» THE TASK
Reproduce the data exactly as it stands.

» PROVIDED DATA

★ ★ ★ ★ ★ ★ ★

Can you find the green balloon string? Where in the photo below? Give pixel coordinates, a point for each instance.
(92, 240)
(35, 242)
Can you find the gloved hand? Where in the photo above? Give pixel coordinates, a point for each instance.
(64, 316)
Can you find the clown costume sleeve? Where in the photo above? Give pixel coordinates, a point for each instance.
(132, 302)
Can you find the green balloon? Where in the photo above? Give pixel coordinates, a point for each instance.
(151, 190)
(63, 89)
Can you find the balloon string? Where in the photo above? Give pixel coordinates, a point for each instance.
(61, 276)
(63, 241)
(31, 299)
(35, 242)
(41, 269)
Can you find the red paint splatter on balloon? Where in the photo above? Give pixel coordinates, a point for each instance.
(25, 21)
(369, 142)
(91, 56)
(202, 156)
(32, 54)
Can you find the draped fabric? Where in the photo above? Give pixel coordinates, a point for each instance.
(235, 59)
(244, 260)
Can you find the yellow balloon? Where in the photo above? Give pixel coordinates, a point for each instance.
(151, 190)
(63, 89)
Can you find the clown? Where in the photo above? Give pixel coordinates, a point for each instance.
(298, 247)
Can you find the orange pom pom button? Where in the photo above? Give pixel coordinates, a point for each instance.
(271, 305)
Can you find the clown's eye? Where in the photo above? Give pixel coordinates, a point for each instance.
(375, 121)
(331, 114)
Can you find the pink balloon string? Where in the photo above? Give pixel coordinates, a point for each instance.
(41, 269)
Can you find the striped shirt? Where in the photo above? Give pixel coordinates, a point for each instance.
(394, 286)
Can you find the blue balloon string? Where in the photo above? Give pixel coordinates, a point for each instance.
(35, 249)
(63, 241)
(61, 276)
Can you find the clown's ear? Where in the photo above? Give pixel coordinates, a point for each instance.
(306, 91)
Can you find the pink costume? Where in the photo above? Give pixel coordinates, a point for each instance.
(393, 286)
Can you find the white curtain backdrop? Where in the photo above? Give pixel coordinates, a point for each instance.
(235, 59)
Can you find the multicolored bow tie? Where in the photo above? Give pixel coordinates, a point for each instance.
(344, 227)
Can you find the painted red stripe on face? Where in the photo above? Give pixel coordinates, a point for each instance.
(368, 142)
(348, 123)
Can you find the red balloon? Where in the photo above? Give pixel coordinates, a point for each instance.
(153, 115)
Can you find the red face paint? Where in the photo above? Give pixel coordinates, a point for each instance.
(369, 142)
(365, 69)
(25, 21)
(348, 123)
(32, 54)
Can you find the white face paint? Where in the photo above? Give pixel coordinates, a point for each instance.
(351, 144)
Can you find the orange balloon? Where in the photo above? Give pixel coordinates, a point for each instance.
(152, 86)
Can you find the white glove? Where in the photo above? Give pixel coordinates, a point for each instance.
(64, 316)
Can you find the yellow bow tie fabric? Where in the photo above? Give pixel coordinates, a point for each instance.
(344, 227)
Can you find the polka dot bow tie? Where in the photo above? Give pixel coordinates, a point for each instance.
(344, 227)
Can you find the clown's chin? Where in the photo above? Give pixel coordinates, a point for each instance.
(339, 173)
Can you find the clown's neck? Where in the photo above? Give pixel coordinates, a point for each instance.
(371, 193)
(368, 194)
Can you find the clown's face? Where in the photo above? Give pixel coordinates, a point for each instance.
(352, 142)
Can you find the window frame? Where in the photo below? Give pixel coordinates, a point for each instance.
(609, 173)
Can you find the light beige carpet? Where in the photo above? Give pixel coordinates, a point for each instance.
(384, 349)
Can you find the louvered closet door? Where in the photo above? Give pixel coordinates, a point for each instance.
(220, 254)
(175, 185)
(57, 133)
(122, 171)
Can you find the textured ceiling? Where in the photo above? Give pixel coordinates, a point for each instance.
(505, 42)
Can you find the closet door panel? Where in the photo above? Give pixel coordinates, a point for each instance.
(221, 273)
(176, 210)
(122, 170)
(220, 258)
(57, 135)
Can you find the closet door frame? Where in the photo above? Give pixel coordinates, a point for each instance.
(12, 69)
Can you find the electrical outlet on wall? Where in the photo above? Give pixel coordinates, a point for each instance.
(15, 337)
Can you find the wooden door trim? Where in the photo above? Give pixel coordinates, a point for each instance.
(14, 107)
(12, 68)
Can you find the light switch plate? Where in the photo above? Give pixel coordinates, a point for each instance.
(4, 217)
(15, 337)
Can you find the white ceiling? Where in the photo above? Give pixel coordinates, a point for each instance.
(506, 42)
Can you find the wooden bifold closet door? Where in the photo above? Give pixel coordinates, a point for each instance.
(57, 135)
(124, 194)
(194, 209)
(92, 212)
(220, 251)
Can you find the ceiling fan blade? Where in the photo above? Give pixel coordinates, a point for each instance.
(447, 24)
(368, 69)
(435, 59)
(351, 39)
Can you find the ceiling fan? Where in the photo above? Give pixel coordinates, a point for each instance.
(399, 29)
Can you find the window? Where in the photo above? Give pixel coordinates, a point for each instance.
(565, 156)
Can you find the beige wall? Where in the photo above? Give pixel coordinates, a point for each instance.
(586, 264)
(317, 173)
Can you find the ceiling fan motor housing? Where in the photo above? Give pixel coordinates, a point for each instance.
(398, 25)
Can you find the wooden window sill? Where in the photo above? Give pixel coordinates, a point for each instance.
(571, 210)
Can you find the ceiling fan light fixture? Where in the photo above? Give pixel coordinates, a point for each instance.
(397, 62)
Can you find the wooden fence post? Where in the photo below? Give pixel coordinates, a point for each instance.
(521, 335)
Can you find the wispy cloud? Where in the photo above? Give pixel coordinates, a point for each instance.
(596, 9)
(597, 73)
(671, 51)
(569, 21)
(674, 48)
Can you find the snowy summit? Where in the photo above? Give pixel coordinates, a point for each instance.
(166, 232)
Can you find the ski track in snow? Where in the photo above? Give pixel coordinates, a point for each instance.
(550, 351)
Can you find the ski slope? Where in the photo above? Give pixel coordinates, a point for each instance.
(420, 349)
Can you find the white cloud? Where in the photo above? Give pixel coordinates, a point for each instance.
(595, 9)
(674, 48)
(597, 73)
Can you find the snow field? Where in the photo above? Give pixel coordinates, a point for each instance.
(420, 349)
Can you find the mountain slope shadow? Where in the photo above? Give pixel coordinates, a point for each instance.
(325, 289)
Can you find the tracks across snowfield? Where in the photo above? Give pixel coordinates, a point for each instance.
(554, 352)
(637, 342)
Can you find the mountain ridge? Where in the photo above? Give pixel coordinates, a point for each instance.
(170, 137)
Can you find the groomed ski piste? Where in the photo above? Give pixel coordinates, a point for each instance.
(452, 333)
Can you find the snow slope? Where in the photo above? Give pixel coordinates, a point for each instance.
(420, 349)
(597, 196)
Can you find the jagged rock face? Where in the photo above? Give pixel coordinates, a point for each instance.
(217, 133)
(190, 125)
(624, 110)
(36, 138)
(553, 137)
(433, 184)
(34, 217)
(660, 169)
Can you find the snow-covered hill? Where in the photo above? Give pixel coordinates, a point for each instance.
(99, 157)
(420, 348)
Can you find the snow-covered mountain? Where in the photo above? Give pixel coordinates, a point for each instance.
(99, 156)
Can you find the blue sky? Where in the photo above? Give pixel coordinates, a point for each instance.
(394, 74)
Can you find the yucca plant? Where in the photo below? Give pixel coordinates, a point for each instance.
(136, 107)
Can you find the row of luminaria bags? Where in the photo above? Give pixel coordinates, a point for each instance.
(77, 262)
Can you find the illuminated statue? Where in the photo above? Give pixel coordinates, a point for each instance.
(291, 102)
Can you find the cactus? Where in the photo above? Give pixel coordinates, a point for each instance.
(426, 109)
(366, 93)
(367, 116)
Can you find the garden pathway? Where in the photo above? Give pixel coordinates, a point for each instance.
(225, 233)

★ ★ ★ ★ ★ ★ ★

» RESPONSE AREA
Can you find the green balloon string? Where in the photo below? Give pixel coordinates, a point for each instance.
(92, 240)
(35, 242)
Can you find the gloved hand? Where in the photo above? Give pixel coordinates, a point for each instance.
(64, 316)
Can you find the clown costume sleeve? Where in the photo above? Give pixel coordinates, a point for each instance.
(132, 302)
Can you find the green balloon? Where in the photo above? Give pixel coordinates, a point for each instance.
(151, 190)
(63, 89)
Can you find the balloon string? Where in the photo above? Give pixel coordinates, a point for each instance.
(61, 276)
(63, 241)
(31, 299)
(35, 242)
(41, 269)
Can you find the red paint splatter on balloon? Where in the photo above? Give pixel coordinates, a point for each instance.
(25, 21)
(369, 142)
(91, 56)
(202, 156)
(32, 54)
Can you find the draped fabric? Where in the photo above? Give pixel coordinates, a point for each instance.
(235, 59)
(244, 260)
Can you find the yellow balloon? Where in the photo above? Give pixel coordinates, a point for each instance.
(151, 190)
(63, 89)
Can you find the clown? Where in the photo above? Give pixel coordinates, a point for each instance.
(298, 247)
Can you find the orange pom pom button? Where in the photo above? Give pixel coordinates, a point for each instance.
(271, 305)
Can you find the clown's eye? Where in the photo above? Give pixel coordinates, a point for each instance.
(375, 121)
(331, 114)
Can you find the pink balloon string? Where in the photo above? Give pixel coordinates, a point for each instance.
(41, 269)
Can you find the striped shirt? Where in the photo above? Give pixel coordinates, a point for each instance.
(394, 286)
Can you find the blue balloon string? Where in the photo above? Give pixel coordinates, a point for each instance.
(35, 249)
(63, 241)
(61, 276)
Can you find the clown's ear? Where in the photo above? Give pixel coordinates, a point for each instance.
(306, 91)
Can you find the pink costume? Where in the photo above? Give pixel coordinates, a point for each instance.
(393, 286)
Can you find the white curtain backdrop? Where in the photo above? Give pixel coordinates, a point for each instance.
(235, 59)
Can you find the multicolored bow tie? Where in the photo above? Give pixel coordinates, a point for each instance.
(344, 227)
Can you find the painted red stripe on face? Where in the photo above? Give pixel coordinates, a point for each instance.
(368, 142)
(348, 123)
Can you find the red balloon? Where in the photo above? Give pixel coordinates, a point for each instance.
(153, 115)
Can you find the red face paint? Where in the photo above? Give pixel coordinates, a point for each instance.
(369, 142)
(365, 69)
(25, 21)
(348, 123)
(32, 54)
Can you find the white face paint? Where in the photo above? Give pixel coordinates, a point for each instance.
(351, 144)
Can you find the orange balloon? Where in the photo above? Give pixel coordinates, a point for each instance.
(152, 86)
Can you find the white glove? Where in the photo above? Give pixel coordinates, a point for each instance.
(64, 316)
Can you find the yellow bow tie fabric? Where in the photo above? Give pixel coordinates, a point for each instance.
(344, 227)
Can you find the polka dot bow tie? Where in the photo above? Give pixel coordinates, a point for each instance.
(344, 227)
Can you find the clown's chin? Where in the photo above? Give pixel coordinates, a point for each instance.
(339, 173)
Can you find the clown's neck? Where in the photo above? Give pixel coordinates, a point for each instance.
(371, 193)
(368, 194)
Can you find the clown's face? Where in the photo above? Give pixel coordinates, a point for each instance.
(352, 142)
Can you find the window frame? Where in the photo below? Give pixel coordinates, a point for each instance.
(609, 173)
Can you find the light beige carpet? Where in the photo above? Give pixel coordinates, a point for each instance.
(384, 349)
Can you find the louvered closet door? Where in the photo above? Give pixel coordinates, a point for each instance.
(220, 254)
(175, 185)
(57, 133)
(122, 171)
Can you find the textured ceiling? Where in the photo above? Give pixel coordinates, a point for each instance.
(505, 42)
Can you find the closet door panel? Where in the photo above? Give pixel coordinates, a point for each instance.
(221, 273)
(176, 210)
(122, 170)
(220, 258)
(57, 135)
Can you find the closet door frame? Where in the photo above? Give pixel coordinates, a point for each instance.
(12, 69)
Can you find the electrical outlet on wall? Where in the photo above? Give pixel coordinates, a point for each instance.
(15, 337)
Can you find the wooden door trim? Where in the photo above? Give pixel coordinates, a point for each instance.
(14, 107)
(12, 68)
Can you find the light switch plate? Where in the photo above? Give pixel coordinates, a point for each instance.
(4, 217)
(15, 337)
Can you find the white ceiling? Where in the photo above? Give pixel coordinates, a point for each instance.
(506, 42)
Can you find the wooden bifold closet door? Where in the photo above? Give pixel coordinates, a point for each instance.
(57, 135)
(124, 194)
(194, 209)
(92, 212)
(220, 251)
Can you find the ceiling fan blade? Where in the photo above? Give pixel coordinates, a point for each instance.
(447, 24)
(368, 69)
(435, 59)
(351, 39)
Can you find the ceiling fan? Where in the photo above? Give pixel coordinates, a point for each instance.
(399, 29)
Can you find the window? Where in the photo above? Give pixel coordinates, a point for each instance.
(565, 156)
Can you find the beige wall? Where in the photo above? Give pixel coordinates, a point for each instance.
(586, 264)
(317, 173)
Can you find the ceiling fan motor housing? Where in the photo above? Give pixel coordinates, a point for each instance.
(398, 25)
Can you find the wooden window sill? Where in the photo above? Give pixel coordinates, a point for each instance.
(571, 210)
Can you find the ceiling fan light fixture? Where in the photo above? Give pixel coordinates, a point for each instance.
(397, 62)
Can you find the wooden fence post? Where in the photo below? Give pixel coordinates, a point for each instance.
(521, 335)
Can you find the wispy cloud? Where in the photo above? Give pixel coordinates, a point for each instance.
(596, 9)
(597, 73)
(671, 51)
(569, 21)
(674, 48)
Can you find the snowy summit? Where in the photo above? Give pixel coordinates, a point for each instance.
(166, 232)
Can you find the ski track in snow? Where in the photo above? Give pixel coordinates, a point for each instance.
(550, 351)
Can you find the ski slope? Where in the photo above? Give pixel coordinates, a point for each instance.
(420, 349)
Can you find the white cloud? Where in the photo above? Give pixel coordinates, a point for each instance.
(595, 9)
(674, 48)
(597, 73)
Can you find the snow field? Where in the photo above? Give pixel coordinates, a point for each instance.
(420, 349)
Can you find the mountain slope shadow? Where in the photo above? Give pixel coordinates, a point for each instance.
(325, 289)
Can you find the tracks across snowfield? Where in the photo above? Give pixel coordinates, a point for each instance.
(554, 352)
(637, 342)
Can you find the mountain ridge? Where in the photo above? Give pixel coordinates, a point for each instance.
(170, 137)
Can you find the groomed ski piste? Where in the photo above? Give pixel coordinates, a point for each instance.
(452, 333)
Can you find the snow slope? Where in the photo above? Give pixel coordinates, a point for each instance.
(420, 349)
(597, 196)
Can you find the jagged rock face? Where in the photo above? Give pixel coordinates, a point for each instance.
(217, 133)
(190, 125)
(624, 110)
(36, 138)
(553, 137)
(433, 184)
(34, 217)
(660, 169)
Can you find the snow-covered hill? Where in the photo above? Give pixel coordinates, a point for each instance.
(99, 157)
(420, 348)
Can you find the snow-covered mountain? Where in the photo above? Give pixel coordinates, a point for each instance.
(99, 156)
Can you find the blue sky? Where in the photo above? Give pixel coordinates, a point for each instance.
(394, 74)
Can you find the yucca plant? Where in the photo below? Give pixel coordinates, a point for each instance.
(136, 107)
Can you find the row of luminaria bags? Where in the photo above? Give pixel coordinates, a point for each instance.
(77, 262)
Can you find the illuminated statue? Where in the photo above? Give pixel coordinates, a point for each instance.
(291, 102)
Can you find the cactus? Where in the photo above? Give pixel coordinates, a point for each instance.
(426, 109)
(366, 93)
(367, 116)
Can you find the garden pathway? Where in the photo above? Give pixel coordinates, a point for each instance.
(225, 233)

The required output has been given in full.